SUPPLIED TEXT =
▬▬▬
There is a virtual uprising seemingly about to occur.

Trump’s response? He calls the children and their parents a threat to our nation. Hey, what about those Russian goons who meddled in our election, Mr. President? When are you going to drop the hammer on them? Ever?

Meanwhile, the nation is more divided than ever. Americans are growing angrier by the day.

Hey, it occurs to me yet again that the Russians’ attempt to sow discord and disunion … is working!

This is how you ‘unify’ the country? No way!

Democrats can fix their forced family breakup at the Border by working with Republicans on new legislation, for a change! This is why we need more Republicans elected in November. Democrats are good at only three things, High Taxes, High Crime and Obstruction. Sad!

There you have it. One more tweet from the president of the United States of America, the fellow who promised to “unify” the country after his election in 2016.

Donald J. Trump is failing miserably in keeping that particular promise.

Trump’s election came after one of the bitterest and most bizarre political campaigns in U.S. history. He entered the presidential race after ignoring any aspect of public service for his entire working life. He insulted and denigrated a competent and qualified field of GOP candidates en route to capturing the party’s presidential nomination.

Then he insulted and denigrated his Democratic opponent, Hillary Clinton, on his way to the stunning Electoral College victory he scored.

Trump’s inaugural address was nothing short of grim and ghastly. The only line anyone seems to remember is the one about “the American carnage” stopping “right here and right now.”

Democrats now have taken on the role of high tax, high crime obstructionists in Trump’s view of the world.

Presidents assume power presumably understanding that they make decisions on everyone’s behalf, even those who voted against them. Trump has decided instead to talk directly — and exclusively — to the bloc of voters who have hung with him.

To suggest that those of the other party are interested only in promoting high crime, high taxes and obstructionism is a direct slap in the face of tens of millions of Americans, many of whom actually want the president to succeed.
▬▬▬
PROMPT 1 = In the commentary on Trump's tweet, which line from Trump's inaugural address is the only one anyone seems to remember?
PROMPT 2 = Translate this sentence from the commentary on Trump's tweet into Spanish: "Donald J. Trump is failing miserably in keeping that particular promise."
PROMPT 3 = Copy the passage of the commentary on Trump's tweet between "There is a virtual" and "by the day.", inclusive.

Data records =
▬▬▬
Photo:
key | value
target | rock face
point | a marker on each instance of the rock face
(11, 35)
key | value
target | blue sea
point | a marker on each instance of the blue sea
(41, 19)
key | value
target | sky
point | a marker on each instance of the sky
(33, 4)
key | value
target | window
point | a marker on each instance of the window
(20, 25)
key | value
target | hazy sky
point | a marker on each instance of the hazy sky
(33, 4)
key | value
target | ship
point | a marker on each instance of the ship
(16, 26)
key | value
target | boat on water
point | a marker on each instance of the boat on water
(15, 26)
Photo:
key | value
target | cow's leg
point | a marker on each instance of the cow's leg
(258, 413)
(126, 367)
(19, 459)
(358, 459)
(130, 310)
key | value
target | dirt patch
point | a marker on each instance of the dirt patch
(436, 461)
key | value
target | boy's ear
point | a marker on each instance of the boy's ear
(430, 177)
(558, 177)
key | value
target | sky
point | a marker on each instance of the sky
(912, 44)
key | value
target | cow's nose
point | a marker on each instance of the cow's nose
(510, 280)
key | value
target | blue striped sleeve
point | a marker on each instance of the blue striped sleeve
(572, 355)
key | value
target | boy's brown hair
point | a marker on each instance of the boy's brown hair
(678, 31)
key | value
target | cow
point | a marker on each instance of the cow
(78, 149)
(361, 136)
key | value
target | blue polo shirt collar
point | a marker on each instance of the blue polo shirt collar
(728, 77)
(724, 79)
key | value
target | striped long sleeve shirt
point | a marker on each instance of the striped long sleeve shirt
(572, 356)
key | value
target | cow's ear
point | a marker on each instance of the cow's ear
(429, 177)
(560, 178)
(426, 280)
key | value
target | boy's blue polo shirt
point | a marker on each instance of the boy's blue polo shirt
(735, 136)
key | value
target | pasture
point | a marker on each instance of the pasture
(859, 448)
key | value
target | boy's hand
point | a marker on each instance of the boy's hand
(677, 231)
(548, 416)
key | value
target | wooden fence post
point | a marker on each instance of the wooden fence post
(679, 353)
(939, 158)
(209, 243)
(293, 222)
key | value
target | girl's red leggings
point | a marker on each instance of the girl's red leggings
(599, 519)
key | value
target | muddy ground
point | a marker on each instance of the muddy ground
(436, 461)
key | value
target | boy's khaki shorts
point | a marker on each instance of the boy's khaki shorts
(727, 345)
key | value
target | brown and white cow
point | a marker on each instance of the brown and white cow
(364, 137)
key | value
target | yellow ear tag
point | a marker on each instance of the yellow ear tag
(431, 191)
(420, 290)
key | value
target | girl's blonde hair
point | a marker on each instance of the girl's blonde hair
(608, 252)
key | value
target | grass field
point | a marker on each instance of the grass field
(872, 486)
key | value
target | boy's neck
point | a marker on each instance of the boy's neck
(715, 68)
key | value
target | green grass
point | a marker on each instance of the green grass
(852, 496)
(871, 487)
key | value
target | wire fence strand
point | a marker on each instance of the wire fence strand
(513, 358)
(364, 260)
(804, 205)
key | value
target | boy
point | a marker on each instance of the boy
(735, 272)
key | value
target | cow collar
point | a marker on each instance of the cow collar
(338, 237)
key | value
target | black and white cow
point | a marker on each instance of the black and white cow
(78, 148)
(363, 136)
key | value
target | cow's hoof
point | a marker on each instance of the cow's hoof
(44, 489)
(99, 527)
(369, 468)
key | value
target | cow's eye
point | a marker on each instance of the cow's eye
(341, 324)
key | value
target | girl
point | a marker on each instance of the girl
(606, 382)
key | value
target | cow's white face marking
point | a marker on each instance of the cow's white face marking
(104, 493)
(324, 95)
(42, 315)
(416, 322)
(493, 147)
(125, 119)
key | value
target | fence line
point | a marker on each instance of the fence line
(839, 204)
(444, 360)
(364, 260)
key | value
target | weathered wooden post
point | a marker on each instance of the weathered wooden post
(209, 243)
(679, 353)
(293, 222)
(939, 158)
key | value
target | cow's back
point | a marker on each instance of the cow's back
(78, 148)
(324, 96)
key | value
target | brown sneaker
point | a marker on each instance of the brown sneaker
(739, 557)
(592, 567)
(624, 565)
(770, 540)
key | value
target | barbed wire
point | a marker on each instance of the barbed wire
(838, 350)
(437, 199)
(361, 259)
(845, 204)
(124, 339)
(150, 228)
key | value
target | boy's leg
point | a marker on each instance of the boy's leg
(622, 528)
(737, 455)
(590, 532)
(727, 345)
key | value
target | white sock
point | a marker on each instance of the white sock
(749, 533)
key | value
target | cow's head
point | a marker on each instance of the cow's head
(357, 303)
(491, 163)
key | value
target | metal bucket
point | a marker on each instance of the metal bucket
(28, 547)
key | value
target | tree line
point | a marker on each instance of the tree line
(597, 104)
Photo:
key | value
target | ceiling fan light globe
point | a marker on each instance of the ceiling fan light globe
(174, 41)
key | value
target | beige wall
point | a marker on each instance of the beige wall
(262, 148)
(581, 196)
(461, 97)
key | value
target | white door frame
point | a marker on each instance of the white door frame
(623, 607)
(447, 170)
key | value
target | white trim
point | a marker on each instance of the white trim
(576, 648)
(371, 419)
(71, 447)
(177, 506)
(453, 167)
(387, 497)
▬▬▬
EXPECTED OUTPUT 1 = The line about "the American carnage" stopping "right here and right now."

EXPECTED OUTPUT 2 = Donald J. Trump está fracasando estrepitosamente en cumplir esa promesa en particular.

EXPECTED OUTPUT 3 =
There is a virtual uprising seemingly about to occur.

Trump’s response? He calls the children and their parents a threat to our nation. Hey, what about those Russian goons who meddled in our election, Mr. President? When are you going to drop the hammer on them? Ever?

Meanwhile, the nation is more divided than ever. Americans are growing angrier by the day.